[SOURCE MATERIAL Boundary: Start]
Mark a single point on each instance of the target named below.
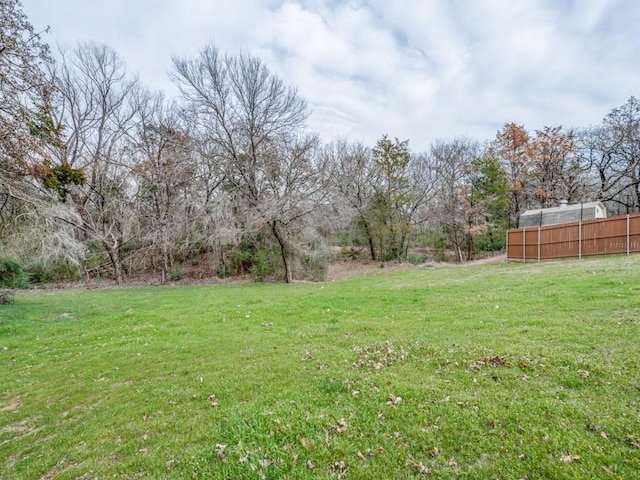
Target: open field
(488, 371)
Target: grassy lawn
(491, 371)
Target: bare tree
(553, 175)
(94, 102)
(513, 146)
(355, 177)
(257, 123)
(24, 97)
(164, 173)
(453, 210)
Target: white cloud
(416, 69)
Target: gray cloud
(416, 69)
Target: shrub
(176, 274)
(12, 274)
(53, 272)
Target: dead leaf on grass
(339, 469)
(220, 448)
(342, 426)
(569, 457)
(421, 468)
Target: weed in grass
(401, 375)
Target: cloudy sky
(416, 69)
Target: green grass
(491, 371)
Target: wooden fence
(605, 236)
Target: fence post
(628, 239)
(580, 239)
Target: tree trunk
(114, 256)
(284, 252)
(367, 231)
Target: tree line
(99, 175)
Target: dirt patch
(12, 406)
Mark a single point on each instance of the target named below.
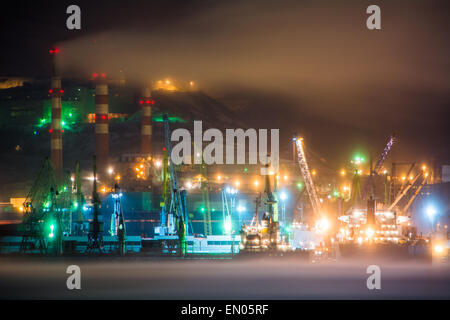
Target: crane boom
(404, 191)
(177, 201)
(315, 203)
(376, 170)
(414, 195)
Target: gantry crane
(178, 198)
(377, 169)
(205, 199)
(39, 207)
(310, 188)
(416, 193)
(117, 220)
(95, 235)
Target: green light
(227, 224)
(51, 234)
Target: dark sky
(306, 66)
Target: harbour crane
(310, 188)
(95, 235)
(178, 197)
(117, 220)
(377, 169)
(39, 206)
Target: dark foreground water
(256, 278)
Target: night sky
(310, 67)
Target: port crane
(178, 197)
(95, 235)
(39, 206)
(117, 220)
(310, 189)
(369, 185)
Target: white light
(431, 211)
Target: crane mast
(315, 203)
(378, 166)
(178, 197)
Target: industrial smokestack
(146, 128)
(101, 122)
(56, 129)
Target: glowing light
(438, 249)
(431, 211)
(227, 224)
(323, 225)
(52, 227)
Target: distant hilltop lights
(169, 84)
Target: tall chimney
(101, 123)
(56, 129)
(146, 128)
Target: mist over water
(259, 278)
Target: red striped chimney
(146, 128)
(56, 129)
(101, 122)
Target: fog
(310, 60)
(269, 278)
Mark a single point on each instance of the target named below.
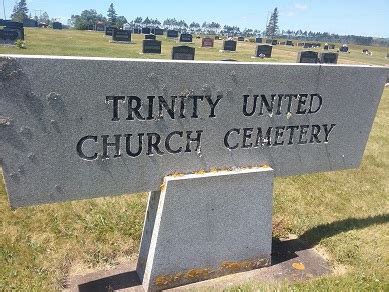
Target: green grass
(345, 214)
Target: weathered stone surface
(53, 104)
(202, 226)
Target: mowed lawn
(344, 214)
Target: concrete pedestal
(202, 226)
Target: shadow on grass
(286, 250)
(282, 251)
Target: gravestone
(158, 31)
(109, 30)
(186, 38)
(307, 57)
(69, 132)
(172, 33)
(150, 37)
(207, 42)
(57, 25)
(328, 57)
(183, 53)
(99, 26)
(151, 47)
(119, 35)
(263, 51)
(229, 45)
(343, 49)
(146, 30)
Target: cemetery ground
(343, 214)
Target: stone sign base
(202, 226)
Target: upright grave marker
(79, 136)
(186, 38)
(183, 53)
(229, 45)
(172, 33)
(121, 35)
(151, 47)
(328, 57)
(307, 57)
(263, 51)
(207, 42)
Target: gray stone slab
(205, 226)
(49, 105)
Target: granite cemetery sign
(157, 125)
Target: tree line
(88, 18)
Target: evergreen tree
(20, 11)
(272, 27)
(111, 14)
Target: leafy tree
(111, 14)
(20, 11)
(120, 21)
(272, 27)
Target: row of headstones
(11, 32)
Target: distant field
(345, 214)
(90, 43)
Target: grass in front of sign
(343, 213)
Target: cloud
(294, 10)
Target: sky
(366, 18)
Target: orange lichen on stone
(197, 274)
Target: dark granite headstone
(99, 26)
(183, 53)
(328, 58)
(172, 33)
(186, 38)
(57, 25)
(109, 30)
(11, 24)
(307, 57)
(207, 43)
(11, 35)
(158, 31)
(149, 36)
(151, 47)
(229, 45)
(121, 35)
(146, 30)
(263, 51)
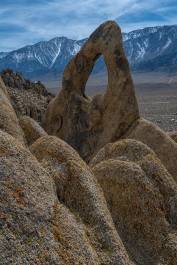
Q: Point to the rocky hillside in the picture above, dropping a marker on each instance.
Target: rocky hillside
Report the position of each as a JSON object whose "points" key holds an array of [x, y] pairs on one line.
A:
{"points": [[149, 49], [27, 98], [99, 186]]}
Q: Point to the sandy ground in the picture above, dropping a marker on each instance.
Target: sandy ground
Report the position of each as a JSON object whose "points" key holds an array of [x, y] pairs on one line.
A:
{"points": [[156, 94]]}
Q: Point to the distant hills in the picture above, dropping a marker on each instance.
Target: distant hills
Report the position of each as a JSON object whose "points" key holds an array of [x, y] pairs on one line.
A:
{"points": [[148, 49]]}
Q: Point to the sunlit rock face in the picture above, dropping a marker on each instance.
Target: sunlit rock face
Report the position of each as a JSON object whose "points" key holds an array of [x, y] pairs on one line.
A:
{"points": [[89, 123], [118, 209]]}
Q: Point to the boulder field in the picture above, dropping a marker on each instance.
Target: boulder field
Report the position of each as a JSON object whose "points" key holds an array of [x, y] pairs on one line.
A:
{"points": [[95, 184]]}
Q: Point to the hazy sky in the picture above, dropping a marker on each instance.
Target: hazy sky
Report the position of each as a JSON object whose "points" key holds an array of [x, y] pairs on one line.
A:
{"points": [[24, 22]]}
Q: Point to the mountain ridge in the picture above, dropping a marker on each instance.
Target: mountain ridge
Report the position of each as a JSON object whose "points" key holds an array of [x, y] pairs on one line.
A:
{"points": [[151, 48]]}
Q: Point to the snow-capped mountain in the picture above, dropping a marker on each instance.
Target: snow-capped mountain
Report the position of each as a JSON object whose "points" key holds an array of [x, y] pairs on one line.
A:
{"points": [[147, 49]]}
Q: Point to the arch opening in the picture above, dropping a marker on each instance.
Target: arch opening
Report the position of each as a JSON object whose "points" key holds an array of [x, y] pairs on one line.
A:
{"points": [[98, 79]]}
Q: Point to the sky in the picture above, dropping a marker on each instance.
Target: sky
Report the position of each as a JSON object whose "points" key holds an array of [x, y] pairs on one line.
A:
{"points": [[25, 22]]}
[SOURCE MATERIAL Boundary: End]
PROBLEM TO SOLVE: Note how many lines of the listing above include the word "rocky", and respond with that number only.

WRITTEN REPLY: 2